*** SUPPLIED PASSAGE

How do tetanus vaccination rates by state and age correlate with incidence in 2025?
This fact-check may be outdated. Consider refreshing it to get the most current information.
Executive summary
Tetanus is rare in the U.S.; since 2010 there have been fewer than 40 reported cases per year and most cases occur in adults not up to date on tetanus vaccines (CDC surveillance) [1]. Childhood school‑age coverage for DTaP/Td/Tdap remains high but has declined modestly in 2024–25 (DTaP coverage among kindergartners ~92.1%) and exemptions have risen, creating state variation that could matter for local risk [2] [3].
1. Low incidence, concentrated in under‑protected adults
National surveillance and recent analyses show tetanus is now an uncommon disease in the United States; CDC reports sporadic cases with fewer than 40 reported annually since 2010 and an overall historic decline tied to vaccine use [1]. Clinical and serologic studies confirm the majority of reported U.S. cases occur in adults — more than half among people aged 20–59 and substantial numbers among those ≥60 — and almost all cases are in people unvaccinated or not up to date [4] [1].

******
*** ENTRIES SUPPLIED

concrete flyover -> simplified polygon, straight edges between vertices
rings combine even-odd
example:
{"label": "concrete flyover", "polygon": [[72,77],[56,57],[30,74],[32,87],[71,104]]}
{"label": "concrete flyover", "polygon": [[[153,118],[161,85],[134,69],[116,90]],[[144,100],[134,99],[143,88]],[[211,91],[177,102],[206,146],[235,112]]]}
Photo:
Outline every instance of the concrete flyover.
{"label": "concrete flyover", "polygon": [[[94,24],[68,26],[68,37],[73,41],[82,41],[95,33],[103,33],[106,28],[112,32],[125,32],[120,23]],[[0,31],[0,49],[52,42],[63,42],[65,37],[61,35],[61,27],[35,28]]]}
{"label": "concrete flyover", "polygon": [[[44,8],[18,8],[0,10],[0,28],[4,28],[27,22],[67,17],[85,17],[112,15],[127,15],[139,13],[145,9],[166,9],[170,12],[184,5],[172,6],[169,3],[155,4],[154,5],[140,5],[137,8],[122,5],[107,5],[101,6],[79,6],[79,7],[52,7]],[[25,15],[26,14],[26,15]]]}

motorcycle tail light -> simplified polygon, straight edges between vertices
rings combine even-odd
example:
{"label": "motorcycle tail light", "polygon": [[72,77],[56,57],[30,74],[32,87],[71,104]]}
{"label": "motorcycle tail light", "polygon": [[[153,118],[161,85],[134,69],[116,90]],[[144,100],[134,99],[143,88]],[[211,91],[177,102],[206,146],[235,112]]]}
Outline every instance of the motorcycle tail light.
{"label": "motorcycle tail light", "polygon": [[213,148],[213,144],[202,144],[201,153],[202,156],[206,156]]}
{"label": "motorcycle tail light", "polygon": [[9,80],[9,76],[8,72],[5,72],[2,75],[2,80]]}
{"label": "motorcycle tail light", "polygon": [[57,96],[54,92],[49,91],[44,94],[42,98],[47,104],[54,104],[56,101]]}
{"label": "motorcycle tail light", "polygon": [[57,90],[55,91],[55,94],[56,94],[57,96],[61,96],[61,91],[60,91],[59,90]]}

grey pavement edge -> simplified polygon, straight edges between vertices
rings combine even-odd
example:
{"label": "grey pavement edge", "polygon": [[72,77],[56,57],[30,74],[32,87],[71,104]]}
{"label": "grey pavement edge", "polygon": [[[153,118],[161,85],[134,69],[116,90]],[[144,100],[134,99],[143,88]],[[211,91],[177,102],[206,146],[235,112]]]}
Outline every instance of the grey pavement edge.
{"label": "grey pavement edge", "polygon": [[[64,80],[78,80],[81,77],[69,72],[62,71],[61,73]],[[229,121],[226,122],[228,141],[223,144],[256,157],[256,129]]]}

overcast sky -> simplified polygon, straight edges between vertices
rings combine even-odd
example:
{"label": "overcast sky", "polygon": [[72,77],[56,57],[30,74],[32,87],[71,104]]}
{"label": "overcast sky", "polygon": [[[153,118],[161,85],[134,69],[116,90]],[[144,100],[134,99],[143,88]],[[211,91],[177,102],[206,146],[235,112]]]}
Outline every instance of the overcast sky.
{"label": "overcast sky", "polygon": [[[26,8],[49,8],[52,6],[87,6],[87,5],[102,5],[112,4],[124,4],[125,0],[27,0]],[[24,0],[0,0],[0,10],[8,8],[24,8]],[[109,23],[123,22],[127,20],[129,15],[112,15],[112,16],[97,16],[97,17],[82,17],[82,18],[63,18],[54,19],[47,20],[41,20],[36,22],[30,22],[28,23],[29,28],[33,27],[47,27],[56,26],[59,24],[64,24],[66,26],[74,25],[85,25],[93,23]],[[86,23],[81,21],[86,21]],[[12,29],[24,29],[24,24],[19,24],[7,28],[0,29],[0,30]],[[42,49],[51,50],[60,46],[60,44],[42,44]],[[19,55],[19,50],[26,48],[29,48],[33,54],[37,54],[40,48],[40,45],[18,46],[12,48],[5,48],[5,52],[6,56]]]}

******

According to the tetanus fact-check, what was DTaP coverage among kindergartners in 2024–25? These lines have nothing to do with the tetanus fact-check.

About 92.1%.